TASK DIRECTIONS:
Please reproduce the material below word for word, from first line to last, and leave out the pictures.

====== DATA SUPPLIED ======

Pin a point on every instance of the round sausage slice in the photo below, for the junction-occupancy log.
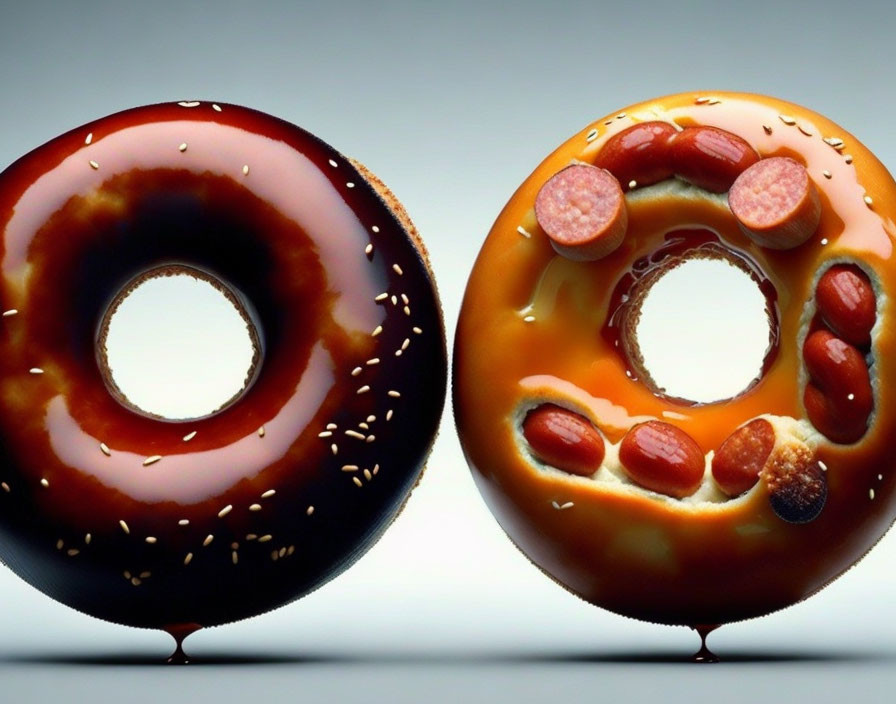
(582, 211)
(776, 203)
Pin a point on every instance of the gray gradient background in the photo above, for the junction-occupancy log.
(452, 105)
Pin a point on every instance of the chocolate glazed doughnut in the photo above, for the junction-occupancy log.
(148, 522)
(654, 506)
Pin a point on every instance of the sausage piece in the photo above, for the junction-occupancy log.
(564, 439)
(838, 398)
(582, 210)
(639, 153)
(737, 463)
(776, 203)
(662, 458)
(846, 302)
(710, 158)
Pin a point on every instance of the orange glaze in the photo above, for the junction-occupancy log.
(613, 543)
(208, 510)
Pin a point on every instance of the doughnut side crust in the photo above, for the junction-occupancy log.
(611, 542)
(150, 523)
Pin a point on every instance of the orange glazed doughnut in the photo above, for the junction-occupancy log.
(179, 524)
(653, 506)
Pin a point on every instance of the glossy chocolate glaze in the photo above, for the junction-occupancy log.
(264, 501)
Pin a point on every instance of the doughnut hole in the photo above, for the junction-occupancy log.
(699, 329)
(178, 344)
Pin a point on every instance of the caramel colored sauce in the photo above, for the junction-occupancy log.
(530, 331)
(151, 522)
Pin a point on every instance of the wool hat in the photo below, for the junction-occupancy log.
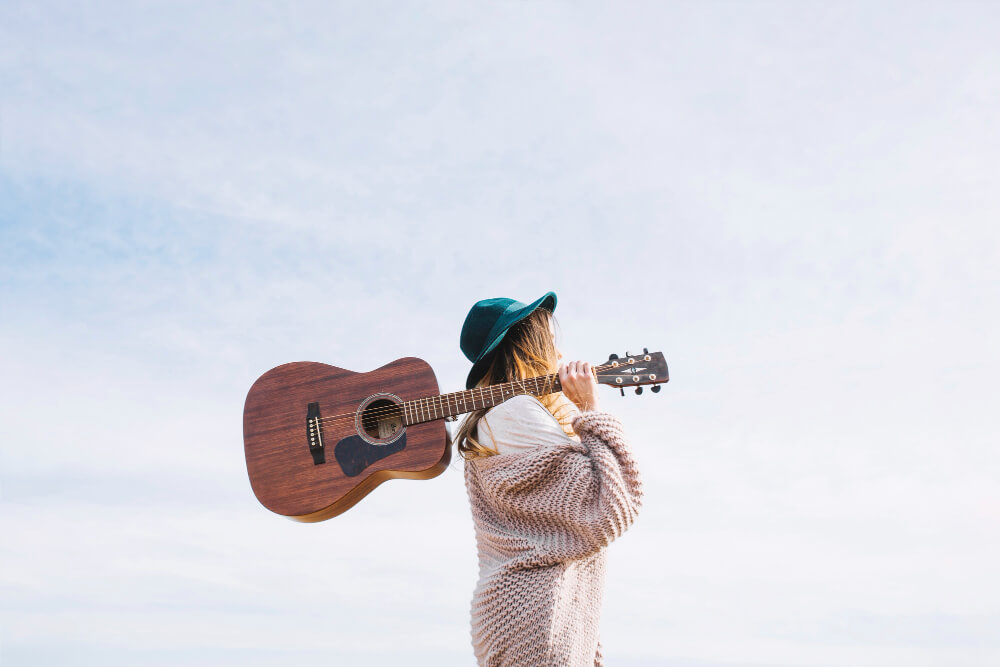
(487, 323)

======

PROBLEM SOLUTION:
Pin a point on every instance of the round sausage slice in the photo below, for the junction-occupancy log.
(582, 211)
(776, 203)
Pin a point on every instance of the gray gradient background in the photo above, for the junction-occupancy log.
(452, 105)
Pin a point on every instance of the chocolate glazed doughnut in the photo above, for the junction-occupancy log.
(148, 522)
(654, 506)
Pin a point on every instance of the sausage piece in the photo above, for the junction-occupancy log.
(564, 439)
(838, 398)
(582, 210)
(639, 153)
(737, 463)
(776, 203)
(662, 458)
(846, 302)
(710, 158)
Pin a point on every instance of the orange glaze in the photo above, for the junction-occupancy log.
(613, 543)
(208, 510)
Pin a point on every instance of the doughnut side crust in the photo above, for the junction-occupancy log.
(611, 542)
(150, 523)
Pin a point on every instance of the orange glazed doughnut in the photo above, for the junction-occupancy log.
(179, 524)
(653, 506)
Pin a point on every instance of the glossy chocolate glaze in the photo above, for the junction-occupancy log.
(264, 501)
Pin a point on every instance of the doughnut hole in the photo above, for the junction-occupancy log.
(699, 329)
(178, 344)
Pin a point on every instance of the caramel colored sauce in the photo above, for the junction-occupancy log.
(530, 331)
(151, 522)
Pin a point on every instance of the wool hat in the photo below, for the junction-occupancy log.
(487, 323)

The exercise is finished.